Raw records:

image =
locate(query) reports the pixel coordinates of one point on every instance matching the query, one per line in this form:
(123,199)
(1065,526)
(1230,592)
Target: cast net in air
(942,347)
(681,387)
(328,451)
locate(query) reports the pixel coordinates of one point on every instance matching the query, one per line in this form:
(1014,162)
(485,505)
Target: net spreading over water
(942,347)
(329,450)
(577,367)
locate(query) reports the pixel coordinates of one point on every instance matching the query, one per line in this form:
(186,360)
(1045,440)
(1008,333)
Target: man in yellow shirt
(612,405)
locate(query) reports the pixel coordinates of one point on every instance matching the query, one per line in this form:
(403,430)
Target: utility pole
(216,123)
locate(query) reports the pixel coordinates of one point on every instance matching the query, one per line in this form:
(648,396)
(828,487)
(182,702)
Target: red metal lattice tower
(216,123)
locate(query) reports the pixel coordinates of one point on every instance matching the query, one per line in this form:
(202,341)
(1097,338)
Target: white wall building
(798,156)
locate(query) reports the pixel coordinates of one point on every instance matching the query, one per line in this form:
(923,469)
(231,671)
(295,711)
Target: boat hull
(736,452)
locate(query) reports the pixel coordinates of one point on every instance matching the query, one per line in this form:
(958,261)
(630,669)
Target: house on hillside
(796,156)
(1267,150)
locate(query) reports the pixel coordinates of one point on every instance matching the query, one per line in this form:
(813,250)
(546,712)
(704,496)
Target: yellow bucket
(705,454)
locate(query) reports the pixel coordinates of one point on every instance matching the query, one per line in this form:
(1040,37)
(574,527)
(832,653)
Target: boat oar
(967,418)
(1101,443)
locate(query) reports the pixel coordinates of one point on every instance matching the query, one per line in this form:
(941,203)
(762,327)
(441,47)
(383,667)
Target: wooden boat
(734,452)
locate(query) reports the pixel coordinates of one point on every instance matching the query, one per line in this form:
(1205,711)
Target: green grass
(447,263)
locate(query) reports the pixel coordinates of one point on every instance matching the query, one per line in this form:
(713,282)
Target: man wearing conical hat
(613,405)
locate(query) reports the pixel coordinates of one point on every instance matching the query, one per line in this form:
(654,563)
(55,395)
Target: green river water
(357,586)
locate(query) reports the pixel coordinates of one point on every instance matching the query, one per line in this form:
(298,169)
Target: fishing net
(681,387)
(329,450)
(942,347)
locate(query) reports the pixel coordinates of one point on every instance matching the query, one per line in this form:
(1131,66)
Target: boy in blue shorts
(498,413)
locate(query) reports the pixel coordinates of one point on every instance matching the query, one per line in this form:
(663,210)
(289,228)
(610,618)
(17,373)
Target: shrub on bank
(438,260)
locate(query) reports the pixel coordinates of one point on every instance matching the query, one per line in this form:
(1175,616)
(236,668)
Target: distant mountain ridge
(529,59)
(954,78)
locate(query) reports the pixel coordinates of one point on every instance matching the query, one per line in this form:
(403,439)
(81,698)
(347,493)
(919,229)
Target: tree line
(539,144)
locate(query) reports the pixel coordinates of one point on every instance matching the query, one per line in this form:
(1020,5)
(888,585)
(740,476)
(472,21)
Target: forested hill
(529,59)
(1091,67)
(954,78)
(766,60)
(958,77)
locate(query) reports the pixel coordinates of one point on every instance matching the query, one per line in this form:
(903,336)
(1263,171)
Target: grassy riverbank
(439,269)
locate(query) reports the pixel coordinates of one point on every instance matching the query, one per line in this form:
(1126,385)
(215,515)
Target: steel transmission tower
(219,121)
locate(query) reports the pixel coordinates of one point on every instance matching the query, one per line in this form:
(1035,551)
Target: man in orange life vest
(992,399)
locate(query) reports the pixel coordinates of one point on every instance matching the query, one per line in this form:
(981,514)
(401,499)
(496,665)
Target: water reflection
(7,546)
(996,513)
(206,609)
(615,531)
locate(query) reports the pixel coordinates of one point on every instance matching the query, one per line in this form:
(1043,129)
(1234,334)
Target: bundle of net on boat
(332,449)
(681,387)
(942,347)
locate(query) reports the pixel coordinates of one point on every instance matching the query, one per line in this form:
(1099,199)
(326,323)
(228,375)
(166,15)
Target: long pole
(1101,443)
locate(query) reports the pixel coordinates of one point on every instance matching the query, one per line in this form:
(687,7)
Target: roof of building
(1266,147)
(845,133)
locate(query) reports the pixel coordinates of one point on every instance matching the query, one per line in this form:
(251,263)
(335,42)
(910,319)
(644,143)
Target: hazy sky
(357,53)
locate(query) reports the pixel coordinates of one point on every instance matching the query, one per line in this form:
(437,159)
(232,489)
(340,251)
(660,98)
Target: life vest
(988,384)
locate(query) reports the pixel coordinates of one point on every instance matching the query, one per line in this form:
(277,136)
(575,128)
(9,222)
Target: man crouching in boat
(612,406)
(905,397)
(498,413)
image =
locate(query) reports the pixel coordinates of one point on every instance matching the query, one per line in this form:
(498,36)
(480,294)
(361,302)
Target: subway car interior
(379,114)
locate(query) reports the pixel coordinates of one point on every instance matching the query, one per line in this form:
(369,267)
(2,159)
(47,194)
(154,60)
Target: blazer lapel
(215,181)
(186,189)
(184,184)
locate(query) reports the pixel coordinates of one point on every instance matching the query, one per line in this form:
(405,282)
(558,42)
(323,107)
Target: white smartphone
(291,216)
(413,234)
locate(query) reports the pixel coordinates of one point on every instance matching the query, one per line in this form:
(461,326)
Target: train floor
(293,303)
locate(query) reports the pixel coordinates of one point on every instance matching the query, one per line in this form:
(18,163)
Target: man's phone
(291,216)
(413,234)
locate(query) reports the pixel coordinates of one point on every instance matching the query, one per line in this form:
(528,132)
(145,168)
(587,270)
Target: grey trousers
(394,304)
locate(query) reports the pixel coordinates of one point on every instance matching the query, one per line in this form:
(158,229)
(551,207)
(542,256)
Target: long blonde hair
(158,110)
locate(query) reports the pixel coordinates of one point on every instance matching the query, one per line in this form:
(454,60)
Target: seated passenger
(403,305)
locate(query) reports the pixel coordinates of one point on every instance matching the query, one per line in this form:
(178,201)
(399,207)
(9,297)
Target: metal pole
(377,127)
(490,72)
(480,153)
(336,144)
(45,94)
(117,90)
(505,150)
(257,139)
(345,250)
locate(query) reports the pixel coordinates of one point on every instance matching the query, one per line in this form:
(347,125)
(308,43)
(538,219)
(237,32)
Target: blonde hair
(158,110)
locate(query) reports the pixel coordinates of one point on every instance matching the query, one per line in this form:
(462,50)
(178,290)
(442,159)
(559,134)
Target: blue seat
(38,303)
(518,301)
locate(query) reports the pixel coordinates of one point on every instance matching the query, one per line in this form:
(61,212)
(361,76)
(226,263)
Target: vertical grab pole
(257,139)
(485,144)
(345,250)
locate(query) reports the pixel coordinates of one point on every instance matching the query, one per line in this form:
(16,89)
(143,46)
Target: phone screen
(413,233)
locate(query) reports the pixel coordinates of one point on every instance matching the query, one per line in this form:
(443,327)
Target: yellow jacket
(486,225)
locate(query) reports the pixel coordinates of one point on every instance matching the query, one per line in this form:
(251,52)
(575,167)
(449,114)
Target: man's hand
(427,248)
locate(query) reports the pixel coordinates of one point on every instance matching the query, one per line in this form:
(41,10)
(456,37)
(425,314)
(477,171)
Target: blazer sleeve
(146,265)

PROBLEM DETAILS: Nothing should be left out: repeat all of the data exactly.

TASK RESPONSE:
image =
locate(query) reports the pixel coordinates of one point on every instance matching the query, one per line in this form:
(123,199)
(1065,526)
(1230,592)
Target: cast net in air
(942,347)
(681,387)
(328,451)
locate(query) reports the pixel coordinates of one point on every instance matching the query, one per line in this form:
(1014,162)
(485,505)
Target: net spreading over water
(942,347)
(329,450)
(577,367)
locate(query) reports the pixel coordinates of one point on every instance matching the query, one per line in this form:
(186,360)
(1045,440)
(1008,333)
Target: man in yellow shirt
(612,405)
locate(query) reports the pixel coordinates of one point on every instance matching the query, one per line in this form:
(403,430)
Target: utility pole
(216,123)
locate(query) reports the pixel coordinates of one point on every instance matching the query, one per line in this form:
(648,396)
(828,487)
(182,702)
Target: red metal lattice tower
(216,123)
locate(query) reports the pixel coordinates of one point on every instance matching the query, one per line in this form:
(202,341)
(1097,338)
Target: white wall building
(798,156)
locate(query) reports the pixel coordinates of one point on every instance matching the query, one per line in this form:
(923,469)
(231,671)
(295,711)
Target: boat hull
(736,452)
locate(query) reports the pixel coordinates of one point on every instance matching the query, one per line in this form:
(958,261)
(630,669)
Target: house on hillside
(796,156)
(1267,150)
locate(query) reports the pixel coordinates of one point on every instance matching the query, one per line in this form:
(813,250)
(546,712)
(704,496)
Target: yellow bucket
(705,454)
locate(query) reports the pixel coordinates of one point on every instance matching the query, one per line in this form:
(1040,37)
(574,527)
(832,653)
Target: boat oar
(967,418)
(1101,443)
locate(query) reports the pixel coordinates of one point on every instance matching the query, one per line in this form:
(941,203)
(762,327)
(441,47)
(383,667)
Target: wooden boat
(734,452)
locate(query) reports the pixel coordinates of one point on every instance matching the query, one per line in this form:
(1205,711)
Target: green grass
(447,263)
locate(query) reports the pixel coordinates of one point on every instance matching the query, one per line in this form:
(713,282)
Target: man wearing conical hat
(613,405)
locate(query) reports the pixel coordinates of one point on every instance matching the query, one per line in this form:
(654,563)
(55,395)
Target: green river water
(357,586)
locate(query) reports the pixel coordinates of one point on every instance matching the query, one per line in this form:
(298,169)
Target: fishing net
(681,387)
(329,450)
(942,347)
locate(query) reports the pixel coordinates of one point on every instance matching the query, one per line in this form:
(1131,66)
Target: boy in blue shorts
(498,413)
locate(query) reports the pixel coordinates of one point on every instance matching the query, one per line in this form:
(663,210)
(289,228)
(610,618)
(17,373)
Target: shrub on bank
(438,260)
locate(query) reports the pixel coordinates of one point on every instance matching the query, one per line in this form:
(1175,616)
(236,668)
Target: distant mountain ridge
(529,59)
(954,78)
locate(query) reports the pixel coordinates of one point on every instance matching the query, one per line in this form:
(403,439)
(81,698)
(347,493)
(919,229)
Target: tree line
(539,144)
locate(query) reports the pixel coordinates of one point on every instance matching the query, one per line in this form:
(1020,5)
(888,585)
(740,476)
(472,21)
Target: forested hill
(529,59)
(1091,67)
(954,78)
(766,60)
(958,77)
locate(query) reports the pixel coordinates of one point on every instance matching the query, one per line in this form:
(903,336)
(1263,171)
Target: grassy riverbank
(439,269)
locate(query) reports the pixel coordinates of one point on every instance matching the query, one per line in this form:
(1126,385)
(215,515)
Target: steel transmission tower
(219,121)
locate(query) reports the pixel coordinates of one point on every instance matching the query, one per line in this form:
(1035,551)
Target: man in orange life vest
(992,399)
locate(query) reports the pixel coordinates of one point on every instance matching the query, one per line in this form:
(981,514)
(401,499)
(496,665)
Target: water reflection
(7,546)
(996,513)
(206,609)
(615,531)
locate(query) reports the pixel coordinates of one point on every instance matching the query, one per line in this form:
(1043,129)
(1234,334)
Target: bundle of net on boat
(332,449)
(681,387)
(942,347)
locate(query) reports the pixel coordinates of one point on every instance matching the query, one per line in this form:
(1099,199)
(326,323)
(228,375)
(166,15)
Target: long pole
(1101,443)
locate(query) reports the pixel coordinates of one point on every instance matching the query, one per line in this form:
(687,7)
Target: roof of building
(1266,147)
(845,133)
locate(query) reports the pixel coordinates of one point on every instance matching the query, one per line in this form:
(251,263)
(335,42)
(910,319)
(644,143)
Target: hazy sky
(357,53)
locate(query) reports the pixel coordinates of one point on every instance matching the query, one per line in this form:
(437,159)
(232,489)
(340,251)
(660,98)
Target: life vest
(988,384)
locate(query) reports the pixel coordinates of one point on every instance matching the query, one per line in this form:
(277,136)
(575,128)
(9,222)
Target: man crouching in boat
(612,406)
(905,397)
(498,413)
image =
locate(query) reports the pixel coordinates of one point on every instance matching the query, one per line in this form:
(498,36)
(480,294)
(361,302)
Target: subway car interior
(379,114)
locate(query) reports the pixel coordinates of one point on every instance matching the query, one per line in this form:
(369,267)
(2,159)
(47,194)
(154,60)
Target: blazer lapel
(215,181)
(186,189)
(184,184)
locate(query) reports the pixel coordinates of one point on every instance matching the query, one per line in this form:
(405,282)
(558,42)
(323,107)
Target: white smartphone
(291,216)
(413,234)
locate(query) reports the pixel coordinates of one point on every instance matching the query, one per line in this form:
(461,326)
Target: train floor
(293,303)
locate(query) reports the pixel coordinates of one point on every instance matching the query, one per line in this form:
(18,163)
Target: man's phone
(291,216)
(413,234)
locate(query) reports the pixel coordinates of one point on every instance matching the query, one per line in this form:
(528,132)
(145,168)
(587,270)
Target: grey trousers
(394,304)
locate(query) reports the pixel coordinates of one point on every instance matching the query, one per line in this form:
(158,229)
(551,207)
(542,256)
Target: long blonde hair
(158,110)
locate(query) reports the pixel coordinates of one point on every instance matching the query, one per line in this form:
(454,60)
Target: seated passenger
(403,305)
locate(query) reports the pixel coordinates of one point on every instance matching the query, one per line in this form:
(178,201)
(399,207)
(9,297)
Target: metal pole
(377,127)
(490,72)
(480,153)
(336,144)
(45,94)
(117,90)
(505,150)
(257,139)
(345,250)
locate(query) reports the pixel coordinates of one point on every instance matching the query, one per line in this form:
(347,125)
(308,43)
(538,219)
(237,32)
Target: blonde hair
(158,110)
locate(query) reports the pixel coordinates of one point on every instance matching the query, one per line in this form:
(462,50)
(178,290)
(442,159)
(559,134)
Target: blue seat
(38,303)
(518,301)
locate(query) reports the pixel coordinates of one point on every instance matching the query, one per line in this form:
(61,212)
(361,76)
(226,263)
Target: vertical grab pole
(257,139)
(485,144)
(345,250)
locate(query) reports the pixel coordinates of one point on every instance matching the query, one per line in this form:
(16,89)
(143,46)
Target: phone screen
(413,233)
locate(query) reports the pixel coordinates of one point on every instance matching the query, one per line in this form:
(443,327)
Target: yellow jacket
(486,225)
locate(query) reports the pixel coordinates of one point on every instance matching the query, one per line in this form:
(251,52)
(575,167)
(449,114)
Target: man's hand
(427,248)
locate(query) reports the pixel coordinates of one point on every instance matching the query, one per line in this form:
(41,10)
(456,37)
(425,314)
(477,171)
Target: blazer sleeve
(146,265)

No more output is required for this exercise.